— TEKS —
Proses perencanaan sebuah kerangka
formal mengikuti prosedur yang sama seperti kerangka non-formal. Pengungkapan
maksud dirumuskan dengan tepat dan cermat, kemudian dipecah-pecah menjadi
bagian-bagian bawahan yang dikembangkan untuk menjelaskan gagasan sentralnya.
Tiap sub-bagian dapat diperinci lebih lanjut menjadi bagian-bagian yang lebih
kecil, sejauh diperlukan untuk menguraikan persoalan itu sejelas-jelasnya.
Dengan perincian yang sekian banyak, sebuah outline bisa mencapai lima
atau enam tingkat perincian. Suatu pengungkapan maksud yang diperinci minimal
atas tiga tingkat perincian sudah dapat disebut outline formal.
Supaya tingkatan-tingkatan yang ada
jelas kelihatan hubungannya satu sama lain, maka dipergunakan pula
simbol-simbol yang konsisten bagi tingkatan yang sederajat. Tanda atau simbol
itu harus ditempatkan sekian macam sehingga mudah dilihat, misalnya seperti di
bawah ini:
PENGUNGKAPAN
MAKSUD/TESIS: ………………………………
PENDAHULUAN
…………………………………………………….
I.
……………………………………………………………………..
A.
………………………………………………………………….
1.
………………………………………………………………
a.
…………………………………………………………...
(1)
………………………………………………………...
(2)
………………………………………………………...
b.
……………………………………………………………
(1)
………………………………………………………..
(2)
………………………………………………………..
2.
……………………………………………………………...
a.
…………………………………………………………..
(1)
……………………………………………………….
(2)
………………………………………………………
b.
………………………………………………………….
B ………………………………………………………………..
1.
…………………………………………………………………...
a.
………………………………………………………….
(1)
………………………………………………………
(2)
………………………………………………………
b.
………………………………………………………….
2.
……………………………………………………………..
a.
………………………………………………………….
b.
………………………………………………………….
(1)
……………………………………………………….
(2)
……………………………………………………….
c.
…………………………………………………………..
II.
……………………………………………………………………
dst.
III.
………………………………………………………………
dst.
2.
Berdasarkan perumusan teksnya, sesuai dengan
cara merumuskan teks dalam tiap unit dalam sebuah outline, maka outline
dapat dibedakan menjadi outline kalimat dan outline topik.
a. Outline Kalimat
Kerangka
kalimat atau outline kalimat mempergunakan kalimat berita yang lengkap untuk
merumuskan tiap unit, baik untuk merumuskan tesis maupun untuk merumuskan
unit-unit utama dan unit-unit bawahannya. Penggunaan kerangka kaliamat atau
outline kaliamat mempunyai beberapa manfaat antara lain:
1) Ia
memaksa penulis untuk merumuskan dengan topik yang akan diuraikan, serta perincian-perincian
tentang topik itu.
2) Perumusan
topik-topik dalam tiap unit akan tetap jelas, walaupun telah bertahun-tahun. Penulis masih sanggup
mengikuti rencana aslinya walaupun baru digarap bertahun-tahun kemudian.

— DATA YANG DIBERIKAN —

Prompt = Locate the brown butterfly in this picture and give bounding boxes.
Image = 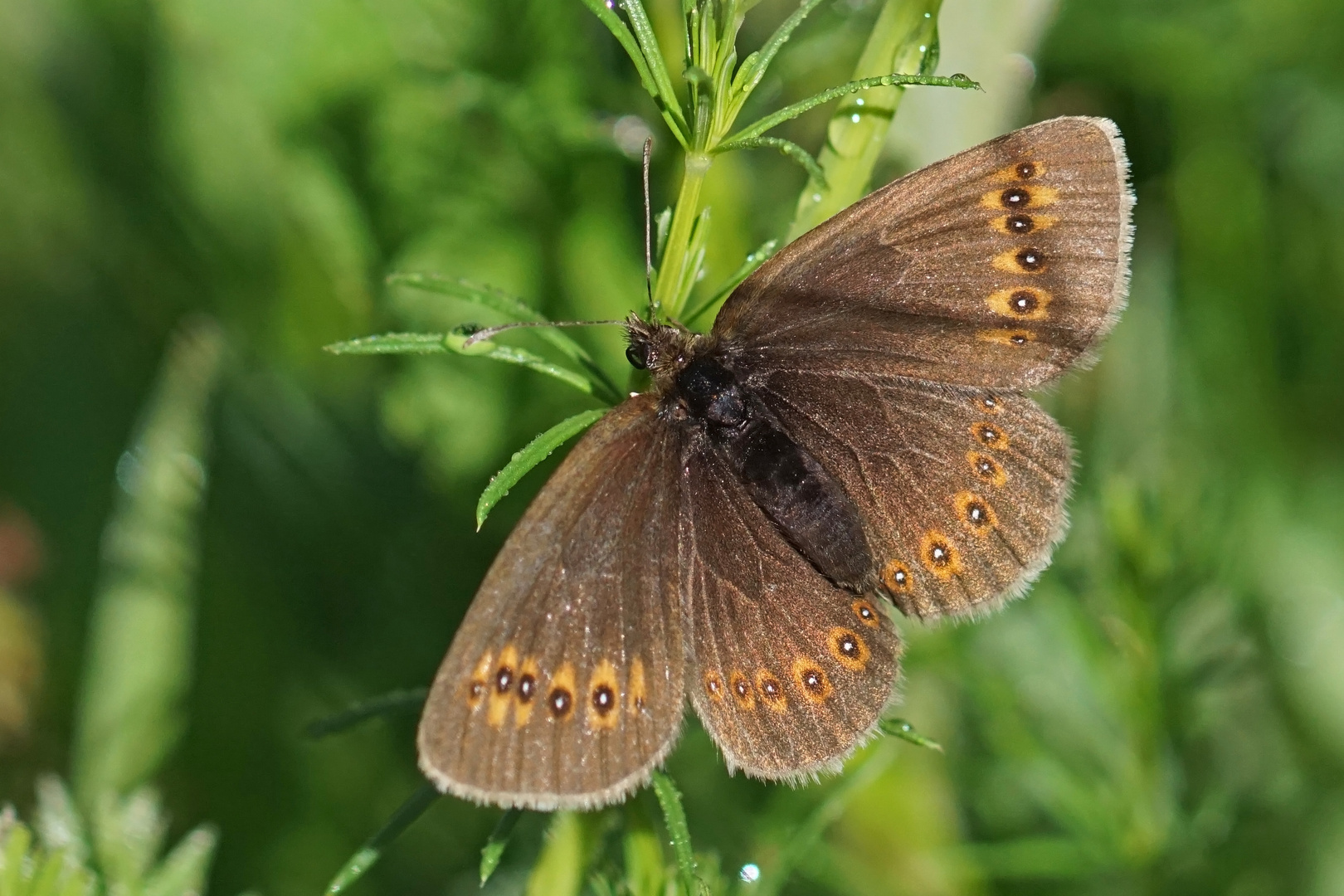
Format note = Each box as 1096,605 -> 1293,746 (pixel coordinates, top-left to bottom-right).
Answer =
419,118 -> 1133,809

— RINCIAN LATIHAN —
Menurut teks tentang kerangka karangan, berapa tingkat perincian yang minimal harus dimiliki suatu pengungkapan maksud agar dapat disebut outline formal?

— JAWABAN LENGKAP —
Minimal tiga tingkat perincian.